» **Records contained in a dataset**
----------
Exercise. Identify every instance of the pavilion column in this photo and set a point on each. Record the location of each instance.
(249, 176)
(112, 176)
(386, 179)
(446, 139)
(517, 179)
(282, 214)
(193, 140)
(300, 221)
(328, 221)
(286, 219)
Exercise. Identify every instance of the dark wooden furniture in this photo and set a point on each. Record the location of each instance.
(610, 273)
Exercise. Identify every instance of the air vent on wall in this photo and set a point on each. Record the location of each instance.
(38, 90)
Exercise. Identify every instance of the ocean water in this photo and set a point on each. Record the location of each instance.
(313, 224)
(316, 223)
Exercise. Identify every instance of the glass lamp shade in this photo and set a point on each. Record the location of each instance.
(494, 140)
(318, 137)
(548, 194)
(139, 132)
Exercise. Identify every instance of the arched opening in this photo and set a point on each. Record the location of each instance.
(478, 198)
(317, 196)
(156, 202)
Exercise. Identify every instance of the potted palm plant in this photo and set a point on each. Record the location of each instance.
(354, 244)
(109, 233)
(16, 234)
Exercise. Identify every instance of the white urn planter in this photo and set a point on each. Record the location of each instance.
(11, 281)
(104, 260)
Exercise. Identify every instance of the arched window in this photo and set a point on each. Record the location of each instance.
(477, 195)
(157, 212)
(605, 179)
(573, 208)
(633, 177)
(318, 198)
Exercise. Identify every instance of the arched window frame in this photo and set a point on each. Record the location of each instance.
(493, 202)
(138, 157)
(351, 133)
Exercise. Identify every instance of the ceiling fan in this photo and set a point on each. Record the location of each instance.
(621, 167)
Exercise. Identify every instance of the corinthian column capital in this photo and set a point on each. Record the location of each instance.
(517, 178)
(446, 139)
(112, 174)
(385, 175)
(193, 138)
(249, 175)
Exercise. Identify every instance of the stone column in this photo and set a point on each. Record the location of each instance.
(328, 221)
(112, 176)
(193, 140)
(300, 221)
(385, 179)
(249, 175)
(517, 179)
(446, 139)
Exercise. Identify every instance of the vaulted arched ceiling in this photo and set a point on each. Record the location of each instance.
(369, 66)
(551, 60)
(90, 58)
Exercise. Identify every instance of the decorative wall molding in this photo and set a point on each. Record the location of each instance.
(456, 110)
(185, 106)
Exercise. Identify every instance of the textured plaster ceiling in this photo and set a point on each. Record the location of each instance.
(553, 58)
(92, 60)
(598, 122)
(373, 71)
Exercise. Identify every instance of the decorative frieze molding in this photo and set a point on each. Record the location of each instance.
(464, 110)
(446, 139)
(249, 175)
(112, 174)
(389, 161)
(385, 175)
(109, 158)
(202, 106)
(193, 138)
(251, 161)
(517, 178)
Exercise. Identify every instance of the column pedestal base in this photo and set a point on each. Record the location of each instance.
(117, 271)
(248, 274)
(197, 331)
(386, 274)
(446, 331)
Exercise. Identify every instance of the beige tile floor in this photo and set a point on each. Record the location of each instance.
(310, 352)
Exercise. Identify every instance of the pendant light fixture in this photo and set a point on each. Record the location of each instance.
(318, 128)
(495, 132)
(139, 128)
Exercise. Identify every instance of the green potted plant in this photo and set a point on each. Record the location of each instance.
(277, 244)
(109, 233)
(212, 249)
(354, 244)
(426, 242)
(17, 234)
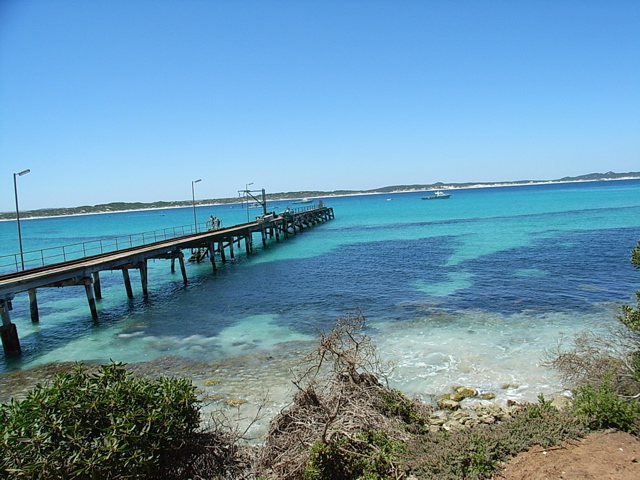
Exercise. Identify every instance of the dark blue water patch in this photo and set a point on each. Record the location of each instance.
(573, 271)
(311, 293)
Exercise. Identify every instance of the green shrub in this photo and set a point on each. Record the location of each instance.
(369, 456)
(107, 424)
(396, 404)
(604, 408)
(476, 452)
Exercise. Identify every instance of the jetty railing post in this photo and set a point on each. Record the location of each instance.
(212, 256)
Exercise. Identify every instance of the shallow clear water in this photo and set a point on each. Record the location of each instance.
(467, 290)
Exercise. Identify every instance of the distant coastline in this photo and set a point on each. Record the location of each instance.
(116, 207)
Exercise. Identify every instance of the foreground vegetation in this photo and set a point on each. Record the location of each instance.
(344, 421)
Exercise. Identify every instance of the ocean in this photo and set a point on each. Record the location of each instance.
(471, 290)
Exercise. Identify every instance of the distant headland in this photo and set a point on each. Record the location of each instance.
(127, 206)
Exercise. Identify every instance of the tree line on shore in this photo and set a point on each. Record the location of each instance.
(128, 206)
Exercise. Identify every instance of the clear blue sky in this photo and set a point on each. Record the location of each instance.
(132, 100)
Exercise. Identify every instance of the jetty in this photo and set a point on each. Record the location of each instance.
(84, 271)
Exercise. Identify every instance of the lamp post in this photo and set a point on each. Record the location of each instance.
(193, 196)
(246, 194)
(15, 189)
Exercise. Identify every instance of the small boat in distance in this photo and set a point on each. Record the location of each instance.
(439, 195)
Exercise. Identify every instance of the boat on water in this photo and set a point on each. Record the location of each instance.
(439, 195)
(304, 200)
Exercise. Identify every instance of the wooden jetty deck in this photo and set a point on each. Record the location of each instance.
(85, 271)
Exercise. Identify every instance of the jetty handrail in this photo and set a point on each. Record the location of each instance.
(49, 255)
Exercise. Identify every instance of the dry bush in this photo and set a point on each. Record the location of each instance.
(591, 359)
(340, 396)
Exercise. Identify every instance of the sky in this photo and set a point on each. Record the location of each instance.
(108, 101)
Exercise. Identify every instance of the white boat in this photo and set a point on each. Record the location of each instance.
(439, 195)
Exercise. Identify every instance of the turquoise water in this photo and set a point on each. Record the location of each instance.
(468, 290)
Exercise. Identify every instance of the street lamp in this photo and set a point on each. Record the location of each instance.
(15, 189)
(193, 196)
(246, 194)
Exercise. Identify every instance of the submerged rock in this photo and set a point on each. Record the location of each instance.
----------
» **YOUR GOAL**
Retype the data word for word and keep the pictures out of it.

» **COMPLETED EXERCISE**
Exercise. Identify every instance of the pavilion column in this photo and set a point on each. Record the location of each instance.
(249, 176)
(112, 176)
(386, 179)
(446, 139)
(517, 179)
(282, 214)
(193, 140)
(300, 221)
(328, 221)
(286, 219)
Exercise. Identify every instance of the dark wooden furniture in this photo and set a point on each. Record the location of each instance.
(610, 273)
Exercise. Identify every instance of the air vent on wall in this photo and set a point on each. Record the location of each instance.
(38, 90)
Exercise. Identify every instance of the ocean water in this photo and set a point on each. Record the location of each instance.
(313, 224)
(316, 223)
Exercise. Identify every instance of the glass lamp shade in this photo and set a point on each. Record the location of each instance.
(494, 140)
(318, 137)
(548, 194)
(139, 132)
Exercise. Identify every instance of the arched opening in this photo and set a point on each. Record the location of each instance.
(478, 198)
(317, 196)
(156, 202)
Exercise. Identify every instance of the potted palm plant in this photo and set a point on each. Record the location of each instance.
(354, 244)
(109, 233)
(16, 234)
Exercise. Identify every instance of the white urn planter in this photo and set a point on each. Record the location of each instance.
(11, 281)
(104, 260)
Exercise. Identify every instance of the arched window in this photo and set a point on each. Record the location of each instance.
(477, 195)
(157, 212)
(605, 179)
(573, 208)
(633, 177)
(318, 198)
Exercise. Identify every instance of the arched window frame in this photo and set a point on each. Record the location of each instance.
(493, 202)
(138, 157)
(351, 133)
Exercise. Identify every instance of the ceiling fan in this photo and set a point on each. Record the location of each instance.
(621, 167)
Exercise. Identify every instance of the corinthian column capital in this photo and set a point on each. Record the location of each instance.
(517, 178)
(446, 139)
(112, 174)
(385, 175)
(193, 138)
(249, 175)
Exercise. Identify every instance of the stone column in this photo and set a point on each. Record the location of each instance.
(328, 221)
(112, 176)
(193, 140)
(300, 221)
(385, 179)
(249, 175)
(517, 179)
(446, 139)
Exercise. Identify every instance of the vaulted arched ceiling in this photo and set a point on each. Record the location of each instance.
(369, 66)
(551, 60)
(90, 58)
Exercise. Identify every instance of the decorative wall molding in this photo and set a point on each. Record the location of each instance.
(456, 110)
(185, 106)
Exercise. Identify every instance of the textured plaster ceiling in this photo and set a point on each. Record the location of each instance.
(553, 58)
(92, 60)
(598, 122)
(373, 71)
Exercise. Identify every instance of the decorative frieze molding in this photo and set a point on each. Record the location of each instance.
(464, 110)
(446, 139)
(249, 175)
(112, 174)
(389, 161)
(385, 175)
(109, 158)
(202, 106)
(193, 138)
(251, 161)
(517, 178)
Exercise. Identify every instance of the column pedestal base in this photo and set a point on each. Record the location of each instance.
(117, 271)
(248, 274)
(197, 331)
(386, 274)
(446, 331)
Exercise. Identify every instance of the beige tile floor in this photo and set a point on each. Record the location of each instance.
(310, 352)
Exercise. Identify every instance of the pendant light fixture in this photo and set a point on each. Record the location of each instance.
(318, 128)
(495, 132)
(139, 128)
Exercise. Identify every instance of the green potted plant in this photo and set a point on each. Record the location of each instance.
(277, 244)
(109, 233)
(212, 249)
(354, 244)
(426, 242)
(17, 234)
Exercise. Identify every instance of the dark blue water patch in this photo and set a point on each. Record the location of each instance.
(573, 271)
(311, 293)
Exercise. Identify every instance of the green shrub in this photo and set a point on each. Record the location of each instance.
(369, 456)
(107, 424)
(396, 404)
(604, 408)
(476, 452)
Exercise. Identify every instance of the jetty railing post in this photo and set a point on each. Record the location of each instance.
(212, 256)
Exercise. Identify every instance of the shallow clear water in this photo and set a point on each. Record the location of each instance.
(467, 290)
Exercise. Identify every instance of the distant coastline in this photo and set a point on each. Record the location of each instance.
(116, 207)
Exercise. Identify every instance of the foreground vegetation in this photo and set a point on each. Record the location of each instance.
(344, 421)
Exercise. Identify every instance of the ocean in this photo and set a point on each. Record the location of each instance.
(471, 290)
Exercise. Identify every instance of the distant headland in this photo and set a point on each. Record the location of each instance.
(127, 206)
Exercise. Identify every instance of the tree line on shore in this photo and set a point on each. Record the location of each instance.
(128, 206)
Exercise. Identify every instance of the clear blue sky in this photo and set a point on each. Record the location of each instance.
(132, 100)
Exercise. Identify every instance of the jetty in this photo and set a point on each. Record the location of each instance.
(84, 271)
Exercise. Identify every instance of the lamp post in this photo and set a point on each. Record the location of each instance.
(193, 196)
(246, 194)
(15, 189)
Exercise. Identify every instance of the small boat in distance in this photo and set a point on each. Record the location of each instance.
(439, 195)
Exercise. Identify every instance of the boat on water in this photo and set a point on each. Record the location of each instance.
(439, 195)
(304, 200)
Exercise. Identify every instance of the wooden jetty deck in this photo and set a point on each. Record the location of each instance.
(85, 271)
Exercise. Identify every instance of the jetty handrail in this photo and set a point on each. Record the location of each instance.
(49, 255)
Exercise. Identify every instance of the dry bush in this photo and set a point on each. Record the location of each instance.
(591, 359)
(340, 396)
Exercise. Identify every instance of the sky in this photo and set a point on each. Record the location of each instance.
(108, 101)
Exercise. Identify every instance of the white boat in this photo and set a point on each. Record the location of each instance.
(439, 195)
Exercise. Identify every instance of the turquoise water in this photo and set a point on each. Record the location of each instance.
(468, 290)
Exercise. Identify every instance of the street lamp in this photo and set a point on each. Record the location of each instance.
(15, 189)
(193, 196)
(246, 194)
Exercise. Identify every instance of the submerged rock in this photo and set a point on each. Record the location of each instance.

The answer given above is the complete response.